● Metin Bölümü:
Ana Sayfa
Kavram Arama : THS Google   |   Forum İçi Arama  

Üye İsmi
Şifre

Meslektaşların Soruları Hukukçu meslektaşların hukuki nitelikte sorularını birbirlerine yöneltecekleri mesleki yardımlaşma forumu. SADECE hukuk fakültesi mezunları ile hukuk profesyonellerinin (bilirkişi, icra müdürü vb.) yazışmasına açıktır. [Yeni Soru Sorun]

Çalişan Kişinin Hile İle Isten Atılması

Yanıt
Old 29-08-2006, 20:03   #1
umutlaw

 
Varsayılan Çalişan Kişinin Hile İle Isten Atılması

Sayin meslekdaslarim,
Bir is yerinde mutad olarak dort yil boyunca Muhasebe, Soforluk, Tahsilat islemlerini gerceklestiren X kisi yillik izne cikmıstir. İzin, ticari itimad gelenegi cercevesinde sozlu olarak alinmistir. Daha sonra izin suresi olan bes gunluk sureyi 3 gun daha uzatmak uzere isyerindeki Muhasebe sefini telefonla arayarak bu izni alan X kisi rahat bir sekilde ise donecek gunu beklerken son gun noterden kendisine gonderilen bir ihtarla karsi karsiya kalir. ".... tarihinden sonra izinsiz olarak ise gelmediginizden Is kanunu .... su maddesi geregince isten cikartilmissiniz....." . X kisi isine geri donmek istersede sirket buna izin vermemekle birlikte cuzi bir miktar parayla olayi kapatmak istemis ve ayni zamanda calistigi sureninde karsiligi olan maasi kendisine odeyemeyecegini soylemstir. Her hangi bir dava suana kadar ikame edilmemistir. Sirket delil olarak X kisinin ise gelmedigine dair otomatik saat karti detaylarini ve yazili izni olmadigini delil olarak gostermektedir. Suanda konu hakkinda dava dosyasi hazirligi asamasindayim. Bu husus hakkinda bilgisi olan siz sayin meslekdaslarimin engin bilgilerinizi paylasmanizi diler yargitay kararlari hakkinda var ise karar orneklerini gondermenizi istirham ederim.

● Alıştırma Yönergesi: İşten çıkarılmayla ilgili forum iletisine göre X kişi, izin süresini kaç gün daha uzatmak üzere muhasebe şefini telefonla aramıştır?

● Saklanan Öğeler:

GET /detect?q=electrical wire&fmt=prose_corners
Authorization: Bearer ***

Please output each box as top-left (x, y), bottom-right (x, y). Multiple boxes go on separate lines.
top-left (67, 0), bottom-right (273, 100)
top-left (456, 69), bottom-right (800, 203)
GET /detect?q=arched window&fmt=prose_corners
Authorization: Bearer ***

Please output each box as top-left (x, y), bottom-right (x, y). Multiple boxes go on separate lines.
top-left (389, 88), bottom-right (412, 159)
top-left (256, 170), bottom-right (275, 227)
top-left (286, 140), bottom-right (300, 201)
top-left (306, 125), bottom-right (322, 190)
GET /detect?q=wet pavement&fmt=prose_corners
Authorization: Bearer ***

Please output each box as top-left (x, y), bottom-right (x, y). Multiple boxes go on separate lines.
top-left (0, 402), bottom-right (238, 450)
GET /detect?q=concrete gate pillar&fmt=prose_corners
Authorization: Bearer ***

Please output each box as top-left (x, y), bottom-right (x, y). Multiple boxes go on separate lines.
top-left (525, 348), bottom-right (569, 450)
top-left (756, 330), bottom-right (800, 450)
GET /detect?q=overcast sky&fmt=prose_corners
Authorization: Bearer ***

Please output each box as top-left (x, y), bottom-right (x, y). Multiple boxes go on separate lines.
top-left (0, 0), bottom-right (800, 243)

● Alıştırma Cevabı: Üç gün daha uzatmak üzere aramıştır.